→ **STATED EXERCISE**:
Put the material below into a two-column CSV with the headers "request" and "answer," giving one row per request. Place each request's text and its answer in separate quoted fields, with line breaks replaced by spaces.

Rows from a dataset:
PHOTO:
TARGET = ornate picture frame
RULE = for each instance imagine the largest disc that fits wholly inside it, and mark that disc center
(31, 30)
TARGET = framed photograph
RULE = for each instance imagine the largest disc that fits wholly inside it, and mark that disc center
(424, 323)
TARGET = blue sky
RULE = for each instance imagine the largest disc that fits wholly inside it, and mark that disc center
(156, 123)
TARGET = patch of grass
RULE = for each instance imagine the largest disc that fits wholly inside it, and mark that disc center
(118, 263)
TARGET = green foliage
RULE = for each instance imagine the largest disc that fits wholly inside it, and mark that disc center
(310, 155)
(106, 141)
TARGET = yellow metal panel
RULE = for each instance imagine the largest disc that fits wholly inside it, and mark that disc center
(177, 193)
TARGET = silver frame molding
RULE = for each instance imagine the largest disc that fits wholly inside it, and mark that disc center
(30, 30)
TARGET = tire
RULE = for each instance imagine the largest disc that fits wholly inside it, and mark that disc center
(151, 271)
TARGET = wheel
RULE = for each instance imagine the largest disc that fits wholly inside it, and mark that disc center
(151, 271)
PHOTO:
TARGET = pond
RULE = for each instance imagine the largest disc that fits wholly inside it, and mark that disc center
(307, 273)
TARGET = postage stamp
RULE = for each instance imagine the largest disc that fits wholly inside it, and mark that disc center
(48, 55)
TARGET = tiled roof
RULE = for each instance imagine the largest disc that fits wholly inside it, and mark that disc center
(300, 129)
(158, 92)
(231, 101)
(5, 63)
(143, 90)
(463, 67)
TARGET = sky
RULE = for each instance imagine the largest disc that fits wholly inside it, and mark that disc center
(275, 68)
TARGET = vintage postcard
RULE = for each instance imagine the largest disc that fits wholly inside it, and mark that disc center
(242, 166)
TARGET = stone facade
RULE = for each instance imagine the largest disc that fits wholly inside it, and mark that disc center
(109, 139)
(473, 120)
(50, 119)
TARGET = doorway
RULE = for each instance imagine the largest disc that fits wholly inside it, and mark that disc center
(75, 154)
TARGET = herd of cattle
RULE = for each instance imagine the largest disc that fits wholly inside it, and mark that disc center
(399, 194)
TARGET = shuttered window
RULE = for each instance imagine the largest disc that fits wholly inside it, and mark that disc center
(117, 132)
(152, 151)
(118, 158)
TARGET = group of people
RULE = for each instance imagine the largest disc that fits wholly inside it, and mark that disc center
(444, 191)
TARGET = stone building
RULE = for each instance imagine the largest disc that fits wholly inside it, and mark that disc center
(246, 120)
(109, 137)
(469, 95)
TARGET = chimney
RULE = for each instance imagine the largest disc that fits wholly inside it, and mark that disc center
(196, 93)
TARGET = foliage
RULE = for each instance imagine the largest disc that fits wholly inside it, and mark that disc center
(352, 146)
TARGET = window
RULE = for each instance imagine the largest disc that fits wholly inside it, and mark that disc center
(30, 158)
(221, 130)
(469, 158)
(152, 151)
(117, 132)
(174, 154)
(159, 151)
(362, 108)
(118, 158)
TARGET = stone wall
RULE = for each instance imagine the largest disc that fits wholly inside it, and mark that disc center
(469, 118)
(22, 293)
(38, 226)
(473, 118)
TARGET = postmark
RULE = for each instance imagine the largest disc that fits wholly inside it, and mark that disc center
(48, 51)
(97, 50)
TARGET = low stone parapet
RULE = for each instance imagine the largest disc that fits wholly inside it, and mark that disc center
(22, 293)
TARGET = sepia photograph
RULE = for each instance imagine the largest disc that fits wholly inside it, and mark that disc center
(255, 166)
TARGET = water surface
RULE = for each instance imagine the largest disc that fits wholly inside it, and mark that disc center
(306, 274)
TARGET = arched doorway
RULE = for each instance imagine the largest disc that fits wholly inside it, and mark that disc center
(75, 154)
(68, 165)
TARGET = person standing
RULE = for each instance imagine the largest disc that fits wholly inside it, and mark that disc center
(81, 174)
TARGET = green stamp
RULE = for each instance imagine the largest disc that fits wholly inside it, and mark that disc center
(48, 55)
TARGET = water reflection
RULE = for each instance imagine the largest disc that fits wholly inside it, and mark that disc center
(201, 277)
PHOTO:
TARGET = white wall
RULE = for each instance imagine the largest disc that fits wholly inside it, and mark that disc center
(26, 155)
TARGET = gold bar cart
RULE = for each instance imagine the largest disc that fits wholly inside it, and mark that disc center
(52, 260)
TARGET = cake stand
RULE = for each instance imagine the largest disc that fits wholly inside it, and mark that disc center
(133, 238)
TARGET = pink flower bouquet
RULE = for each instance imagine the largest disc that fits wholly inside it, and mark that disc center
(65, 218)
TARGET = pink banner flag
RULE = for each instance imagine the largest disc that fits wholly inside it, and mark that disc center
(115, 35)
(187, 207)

→ **RESULT**:
request,answer
"PHOTO: TARGET = ornate picture frame RULE = for each instance imagine the largest disc that fits wholly inside it, and mark that disc center","(31, 30)"
"TARGET = framed photograph RULE = for each instance imagine the largest disc that fits wholly inside it, and mark that disc center","(424, 323)"
"TARGET = blue sky RULE = for each instance imagine the largest disc that fits wholly inside it, and mark that disc center","(156, 123)"
"TARGET = patch of grass RULE = for each instance imagine the largest disc that fits wholly inside it, and mark that disc center","(118, 263)"
"TARGET = green foliage RULE = for each instance imagine the largest disc that fits wholly inside it, and mark that disc center","(310, 155) (106, 141)"
"TARGET = yellow metal panel RULE = for each instance imagine the largest disc that fits wholly inside it, and mark that disc center","(177, 193)"
"TARGET = silver frame molding RULE = for each instance imagine the largest disc that fits wholly inside it, and mark that disc center","(30, 30)"
"TARGET = tire RULE = for each instance imagine the largest disc that fits wholly inside it, and mark that disc center","(151, 271)"
"TARGET = wheel RULE = for each instance imagine the largest disc that fits wholly inside it, and mark that disc center","(151, 271)"
"PHOTO: TARGET = pond RULE = for each instance imagine the largest disc that fits wholly inside it, and mark that disc center","(307, 273)"
"TARGET = postage stamp RULE = for each instance imagine the largest disc that fits wholly inside it, and mark that disc center","(48, 55)"
"TARGET = tiled roof RULE = for each instance imagine the largest disc that fits wholly inside it, and mark that disc center","(300, 129) (158, 92) (231, 101) (5, 63) (143, 90) (463, 67)"
"TARGET = sky RULE = for each instance imagine the largest disc that fits wholly inside it, and mark that disc center","(275, 68)"
"TARGET = vintage postcard RULE = for each instance imagine the largest disc that fits wholly inside it, and mark that disc center","(242, 166)"
"TARGET = stone facade RULE = for each instance imagine the largest disc that fits wholly inside it, and mark that disc center","(109, 139) (473, 120) (50, 119)"
"TARGET = doorway RULE = for each instance imagine the largest disc that fits wholly inside it, and mark that disc center","(75, 154)"
"TARGET = herd of cattle RULE = for each instance imagine the largest disc that fits wholly inside it, and mark that disc center","(399, 194)"
"TARGET = shuttered window RULE = for each instance imagine the largest disc that fits wholly inside it, and mark that disc center","(117, 132) (152, 151) (118, 158)"
"TARGET = group of people RULE = for each instance imagine the largest disc that fits wholly inside it, and mark that disc center","(444, 191)"
"TARGET = stone building RULE = for each instance imagine the largest disc that fits wholly inside it, and mark that disc center","(246, 120) (109, 137) (469, 95)"
"TARGET = chimney RULE = for each instance imagine the largest disc that fits wholly inside it, and mark that disc center","(196, 93)"
"TARGET = foliage RULE = for each instance imagine the largest disc that fits wholly inside it, and mark that disc center","(352, 146)"
"TARGET = window RULE = for each instance imagine the largest disc that fits wholly inside it, and mark that disc center","(30, 158) (221, 130) (469, 158) (152, 151) (117, 132) (174, 154) (159, 151) (362, 108) (118, 158)"
"TARGET = stone wall RULE = for each instance imagine the largest disc that fits wholly inside it, and mark that disc center","(469, 118) (22, 293) (38, 226) (473, 118)"
"TARGET = postmark RULE = for each instance imagine the largest disc that fits wholly inside it, and mark that disc center","(48, 51) (97, 50)"
"TARGET = low stone parapet RULE = for each instance imagine the largest disc that fits wholly inside it, and mark that disc center","(22, 293)"
"TARGET = sepia photograph RULE = for each instance imagine the largest disc that fits wholly inside it, and mark that disc center","(255, 166)"
"TARGET = water surface RULE = for each instance imagine the largest disc that fits wholly inside it, and mark that disc center","(306, 274)"
"TARGET = arched doorway RULE = for each instance imagine the largest disc that fits wholly inside it, and mark that disc center","(75, 154) (68, 165)"
"TARGET = person standing RULE = for each instance imagine the largest disc that fits wholly inside it, and mark that disc center","(81, 174)"
"TARGET = green stamp RULE = for each instance imagine the largest disc that fits wholly inside it, and mark that disc center","(48, 55)"
"TARGET = water reflection RULE = for each instance imagine the largest disc that fits wholly inside it, and mark that disc center","(201, 277)"
"PHOTO: TARGET = white wall RULE = for each instance imagine the largest disc that fits wholly inside it, and mark that disc center","(26, 155)"
"TARGET = gold bar cart RULE = for each instance imagine the largest disc that fits wholly inside it, and mark that disc center","(52, 260)"
"TARGET = cake stand RULE = for each instance imagine the largest disc that fits wholly inside it, and mark that disc center","(133, 238)"
"TARGET = pink flower bouquet RULE = for each instance imagine the largest disc that fits wholly inside it, and mark that disc center","(65, 218)"
"TARGET = pink banner flag RULE = for each instance imagine the largest disc that fits wholly inside it, and mark that disc center","(115, 35) (187, 207)"